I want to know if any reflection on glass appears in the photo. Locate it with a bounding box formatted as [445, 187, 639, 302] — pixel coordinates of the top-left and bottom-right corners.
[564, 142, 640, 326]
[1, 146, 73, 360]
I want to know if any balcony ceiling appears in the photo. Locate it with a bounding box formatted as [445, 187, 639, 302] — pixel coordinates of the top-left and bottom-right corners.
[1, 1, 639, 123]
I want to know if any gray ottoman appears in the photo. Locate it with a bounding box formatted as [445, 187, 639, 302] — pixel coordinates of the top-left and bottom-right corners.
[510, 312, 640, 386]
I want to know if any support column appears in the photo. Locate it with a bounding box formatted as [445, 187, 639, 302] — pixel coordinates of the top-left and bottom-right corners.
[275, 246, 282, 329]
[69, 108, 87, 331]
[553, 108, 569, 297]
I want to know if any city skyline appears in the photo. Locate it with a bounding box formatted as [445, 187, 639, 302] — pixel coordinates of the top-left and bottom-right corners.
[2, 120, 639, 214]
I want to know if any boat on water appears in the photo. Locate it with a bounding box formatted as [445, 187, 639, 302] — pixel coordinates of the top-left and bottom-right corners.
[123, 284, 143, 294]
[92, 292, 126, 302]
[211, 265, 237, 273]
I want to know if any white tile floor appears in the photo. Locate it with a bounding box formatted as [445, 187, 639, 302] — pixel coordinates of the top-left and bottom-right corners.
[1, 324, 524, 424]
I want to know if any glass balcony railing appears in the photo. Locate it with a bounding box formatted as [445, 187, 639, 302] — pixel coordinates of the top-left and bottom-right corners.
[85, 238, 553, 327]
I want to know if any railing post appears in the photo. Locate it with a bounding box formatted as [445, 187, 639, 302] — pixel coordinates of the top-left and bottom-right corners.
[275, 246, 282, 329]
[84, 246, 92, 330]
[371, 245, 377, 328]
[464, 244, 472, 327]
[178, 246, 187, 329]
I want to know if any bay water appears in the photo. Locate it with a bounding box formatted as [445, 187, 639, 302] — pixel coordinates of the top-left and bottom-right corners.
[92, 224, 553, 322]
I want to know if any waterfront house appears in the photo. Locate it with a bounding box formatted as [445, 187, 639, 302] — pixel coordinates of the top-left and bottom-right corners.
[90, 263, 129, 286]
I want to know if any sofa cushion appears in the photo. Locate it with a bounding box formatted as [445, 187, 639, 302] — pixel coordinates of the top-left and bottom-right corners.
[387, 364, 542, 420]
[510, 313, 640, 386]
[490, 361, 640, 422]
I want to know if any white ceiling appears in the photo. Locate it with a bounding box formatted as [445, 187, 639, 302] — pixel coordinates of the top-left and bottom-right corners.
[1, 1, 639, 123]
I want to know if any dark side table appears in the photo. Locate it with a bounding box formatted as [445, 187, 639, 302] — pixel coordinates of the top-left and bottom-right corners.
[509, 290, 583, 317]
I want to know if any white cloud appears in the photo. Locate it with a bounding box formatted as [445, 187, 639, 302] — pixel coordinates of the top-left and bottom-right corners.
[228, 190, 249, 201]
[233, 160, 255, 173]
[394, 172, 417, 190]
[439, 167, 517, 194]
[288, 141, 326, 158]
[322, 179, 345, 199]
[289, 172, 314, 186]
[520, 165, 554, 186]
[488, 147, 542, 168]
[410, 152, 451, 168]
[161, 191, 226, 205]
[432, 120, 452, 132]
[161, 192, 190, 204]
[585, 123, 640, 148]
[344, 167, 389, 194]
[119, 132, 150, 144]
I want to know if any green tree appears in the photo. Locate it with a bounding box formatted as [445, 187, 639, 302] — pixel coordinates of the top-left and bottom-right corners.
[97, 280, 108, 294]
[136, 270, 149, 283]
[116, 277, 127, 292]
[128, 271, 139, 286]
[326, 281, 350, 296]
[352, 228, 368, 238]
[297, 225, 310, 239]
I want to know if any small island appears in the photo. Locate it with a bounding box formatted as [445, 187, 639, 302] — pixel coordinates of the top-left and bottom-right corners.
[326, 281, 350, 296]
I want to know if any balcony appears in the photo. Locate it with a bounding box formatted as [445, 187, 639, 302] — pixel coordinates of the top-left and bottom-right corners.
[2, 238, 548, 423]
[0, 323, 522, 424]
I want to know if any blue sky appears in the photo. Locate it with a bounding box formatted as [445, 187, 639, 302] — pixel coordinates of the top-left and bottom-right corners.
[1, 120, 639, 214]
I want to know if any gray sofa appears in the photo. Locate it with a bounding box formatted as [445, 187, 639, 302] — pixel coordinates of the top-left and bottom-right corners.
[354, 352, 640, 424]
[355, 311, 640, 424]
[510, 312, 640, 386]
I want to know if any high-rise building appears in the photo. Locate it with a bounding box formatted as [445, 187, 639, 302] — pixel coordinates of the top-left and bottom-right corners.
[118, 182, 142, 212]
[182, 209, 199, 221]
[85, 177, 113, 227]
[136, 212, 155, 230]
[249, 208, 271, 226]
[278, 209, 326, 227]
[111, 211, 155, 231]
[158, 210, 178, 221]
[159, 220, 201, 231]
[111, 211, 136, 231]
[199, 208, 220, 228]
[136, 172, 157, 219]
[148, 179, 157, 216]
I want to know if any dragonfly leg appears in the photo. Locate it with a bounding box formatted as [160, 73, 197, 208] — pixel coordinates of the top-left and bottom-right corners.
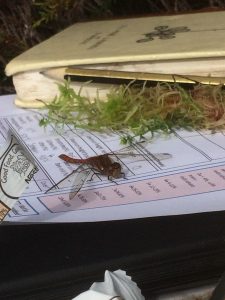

# ACTION ITEM
All entries need repeating exactly, but without the pictures.

# OUTPUT
I want to know if any reflection on glass appears in the photo. Locate it with a bounding box formatted as [445, 187, 639, 302] — pixel coordinates of the top-left and bottom-right corners.
[564, 142, 640, 326]
[1, 146, 73, 360]
I want to know if any balcony ceiling appears in the photo. Locate it with a bounding box formatted as [445, 187, 639, 302] — pixel coordinates of the top-left and bottom-right corners.
[1, 1, 639, 123]
I want to know if any gray ottoman appears in the photo. Locate it with a bounding box formatted as [445, 187, 639, 302] — pixel coordinates of the top-left and bottom-right corners.
[510, 312, 640, 386]
I want to know if any support column appears in the photo. Locate it with a bounding box formatted as [445, 187, 639, 302] — pixel coordinates of the top-left and bottom-right corners.
[275, 246, 282, 329]
[69, 108, 87, 331]
[553, 108, 569, 297]
I want to know if any city skyline appears in the photo. Locate it with a bounding box formatted as [445, 187, 639, 302] — pixel coordinates of the top-left and bottom-right corners.
[2, 120, 639, 214]
I want to know if any boat on water appears in the photo. Locate it with a bounding box formatted as [445, 187, 639, 302] — pixel coordinates of the top-left and bottom-right corners.
[123, 284, 143, 294]
[92, 292, 126, 302]
[211, 265, 237, 273]
I want to know if any white tile floor appears in the photo. Locate it with a bounding box formatted as [445, 187, 639, 302] — pixel coordinates of the top-left and bottom-right corners.
[1, 324, 524, 424]
I want to know if any glass balcony railing appears in the photo. Locate it with a bounding box formatted as [445, 187, 639, 302] — pixel coordinates of the top-left and bottom-right corners.
[85, 238, 553, 327]
I want to know if any railing post appears in the photo. Locate it with a bounding box formatted as [445, 187, 639, 302] — pixel coordinates of the top-left and bottom-right corners.
[275, 246, 282, 329]
[84, 246, 92, 330]
[371, 245, 377, 328]
[464, 244, 472, 327]
[178, 246, 187, 329]
I want to know if any bay water appears in the photo. Locate it with a bounding box formatted as [445, 187, 639, 302] — pixel coordinates of the top-left and bottom-right corners.
[92, 224, 553, 322]
I want to know if any waterfront house appears in the photo. Locate it with a bounding box formatted as [445, 187, 639, 302] — pixel coordinates of the top-left and bottom-right corners.
[90, 263, 129, 286]
I want to know if any sofa cushion appears in the photo. Locate it with a bounding box formatted as [445, 187, 639, 302] — pixel coordinates of the top-left and bottom-right corners.
[387, 364, 542, 420]
[510, 313, 640, 386]
[490, 361, 640, 422]
I want to know if any white ceiling appears in the photo. Locate it with a bounding box formatted as [445, 187, 639, 302] — pixel coordinates of the top-left and bottom-right corners.
[1, 1, 639, 123]
I want to know if any dark side table appears in the photo. Locate it with a bounding box formatted as [445, 187, 639, 302] — pixel coordinates of the top-left and bottom-right corners.
[509, 290, 583, 317]
I want to know if any white cloud appears in the photo. Locate it with a bounding box formatted as [445, 187, 639, 302] — pixel coordinates of the top-left and bottom-right corners.
[228, 190, 249, 201]
[233, 160, 255, 173]
[394, 172, 417, 190]
[439, 167, 517, 194]
[288, 141, 326, 158]
[322, 179, 345, 199]
[289, 172, 314, 186]
[520, 165, 554, 186]
[488, 147, 542, 168]
[410, 152, 451, 168]
[161, 191, 226, 205]
[432, 120, 452, 132]
[161, 192, 190, 204]
[585, 123, 640, 148]
[344, 167, 389, 194]
[119, 132, 150, 144]
I want to know if any green tree appears in the photo. Locate it with a bounding box formatted as [445, 187, 639, 302] — pixel coordinates of the top-left and bottom-right corners.
[97, 280, 108, 294]
[136, 270, 149, 283]
[116, 277, 127, 292]
[128, 271, 139, 286]
[326, 281, 350, 296]
[352, 228, 368, 238]
[297, 225, 310, 239]
I want to know if any small island appears in the photo. Locate it with a bounding box formatted as [445, 187, 639, 302] — pixel coordinates of the top-left and bottom-right corners.
[326, 281, 350, 296]
I want to know if any balcony appears in the photo. Locate it with a bounding box formatted as [445, 187, 639, 302] — pixel coordinates of the top-left and bottom-right corners.
[2, 238, 548, 423]
[0, 323, 522, 424]
I want to know if any blue sky appears in the photo. Locate it with a bounding box formatted as [445, 187, 639, 302] — pixel coordinates of the top-left and bottom-right corners.
[1, 120, 639, 214]
I want to know if any gray sofa appears in the photo. Locate it with a bounding box formatted as [445, 187, 639, 302] — pixel coordinates of the top-left and bottom-right corners.
[354, 352, 640, 424]
[355, 311, 640, 424]
[510, 312, 640, 386]
I want to know if any high-rise building appears in the photo. Locate it with a bounding box formatted as [445, 187, 639, 302] — pixel coordinates of the top-left and bottom-right corners.
[118, 182, 142, 212]
[182, 209, 199, 221]
[85, 177, 113, 227]
[136, 212, 155, 230]
[249, 208, 271, 226]
[278, 209, 326, 227]
[111, 211, 155, 231]
[158, 210, 178, 221]
[159, 220, 201, 231]
[111, 211, 136, 231]
[199, 208, 220, 228]
[136, 172, 157, 219]
[148, 179, 157, 216]
I want to know if any dragonfly leg appears in the photo. Locate it with a bounding box formatted as [160, 73, 197, 208] — pixel coordinates of the top-left and bottom-right corners.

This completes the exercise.